**Penggalan Teks:**
########################################

Harian Kepri

Mengintip Program Food Estate di Nusa Tenggara Timur

Gordius Woltman Tuga

Oleh:
Gordius Woltman Tuga
Mahasiswa Pasca Sarjana Ilmu Ekonomi Pertanian – Institut Pertanian Bogor

Nusa Tenggara Timur adalah negeri dengan curah hujan paling sedikit di Indonesia. Sehingga, ketersediaan air tanah di wilayah ini tidak mencukupi untuk berbagai kebutuhan penduduknya. Situasi ini diperparah lagi, dengan geomorfologi wilayah ini yang berbukit-bukit dan tandus.

Dahulu, provinsi ini terkenal sebagai negeri savana. Karena, sejauh mata memandang hanya terlihat padang rerumputan sabana yang kering dan gersang. Dengan kondisi yang demikian, maka tidak banyak tumbuhan yang tumbuh dengan leluasa di daerah ini.

Dari ketiga pulau utama yang ada wilayah di Nusa Tenggara Timur, hanya Pulau Flores yang kondisinya sedikit “berhijau”, karena terdapat kawasan hutan berkanopi tebal di beberapa spotnya.

Sedangkan, Pulau Timor dan Pulau Sumba, walau terdapat sedikit kawasan berhutan, namun sebagaian besar wilayahnya adalah wilayah tandus dan kering.

Karena kondisi alam NTT demikian, maka cerita tentang penduduk yang berkekurangan air hampir pasti, menjadi cerita tahunan yang terus terjadi dari waktu ke waktu, terutama pada musim kering.

Hal inilah yang menjadi dasar pemerintah membangun banyak waduk dan proyek penampung air lainnya di wilayah ini. Di NTT ketika musim hujan, air hujan yang turun dari langit tidak ada yang tertinggal di daratan karena semuanya langsung mengalir ke laut.

########################################

**Data Terkumpul:**

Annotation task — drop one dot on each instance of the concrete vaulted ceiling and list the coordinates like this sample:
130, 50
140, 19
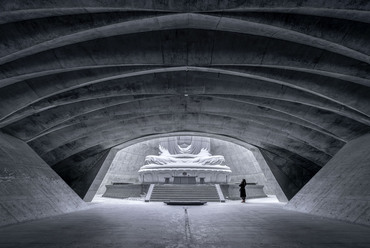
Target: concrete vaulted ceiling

########################################

**Yang Harus Dikerjakan:**
Jawab pertanyaan berikut berdasarkan teks tentang Nusa Tenggara Timur.
(a) Dahulu provinsi ini terkenal sebagai negeri apa?
(b) Dari ketiga pulau utama, pulau mana yang kondisinya sedikit "berhijau"?
(c) Ke mana air hujan yang turun di NTT pada musim hujan mengalir?
Materi tersebut tidak diperlukan di sini.

**Jawaban Latihan:**
(a) Negeri savana.
(b) Pulau Flores.
(c) Semuanya langsung mengalir ke laut, tidak ada yang tertinggal di daratan.